### Goal
Copy out the rows below exactly, everything from the one containing "Task: point out each instance of the white cloud" down to the one containing "Task: point out each instance of the white door", with both of those included.

### Material for the task
----

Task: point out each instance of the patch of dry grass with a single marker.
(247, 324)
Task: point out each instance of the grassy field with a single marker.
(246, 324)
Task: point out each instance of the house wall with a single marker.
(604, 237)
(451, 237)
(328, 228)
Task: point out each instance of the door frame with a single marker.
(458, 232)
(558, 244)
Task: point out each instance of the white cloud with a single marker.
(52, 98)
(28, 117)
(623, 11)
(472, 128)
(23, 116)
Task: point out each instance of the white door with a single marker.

----

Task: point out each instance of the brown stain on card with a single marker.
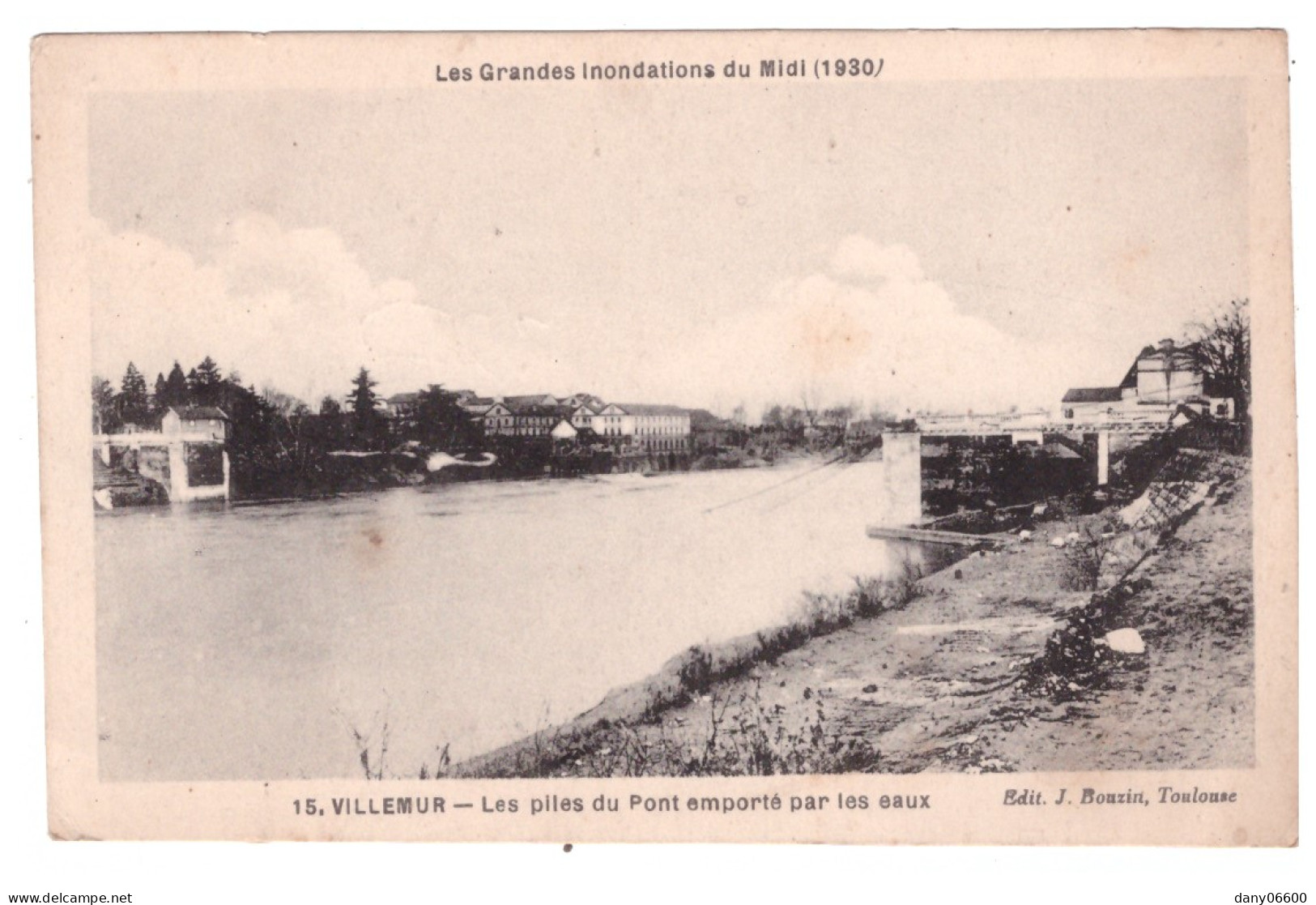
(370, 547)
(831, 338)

----

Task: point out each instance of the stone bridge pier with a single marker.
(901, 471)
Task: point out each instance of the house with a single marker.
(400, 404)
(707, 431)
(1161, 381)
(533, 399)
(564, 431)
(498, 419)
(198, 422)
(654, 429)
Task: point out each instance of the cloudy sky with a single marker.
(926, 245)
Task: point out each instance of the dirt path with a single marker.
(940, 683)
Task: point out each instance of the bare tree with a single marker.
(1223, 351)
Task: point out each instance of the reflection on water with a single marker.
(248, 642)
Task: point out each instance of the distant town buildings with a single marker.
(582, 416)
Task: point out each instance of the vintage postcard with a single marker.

----

### Solution
Task: point out each instance of the white cloud with a single marker.
(52, 98)
(28, 117)
(623, 11)
(472, 128)
(23, 116)
Task: point out each instance of the white door with a single marker.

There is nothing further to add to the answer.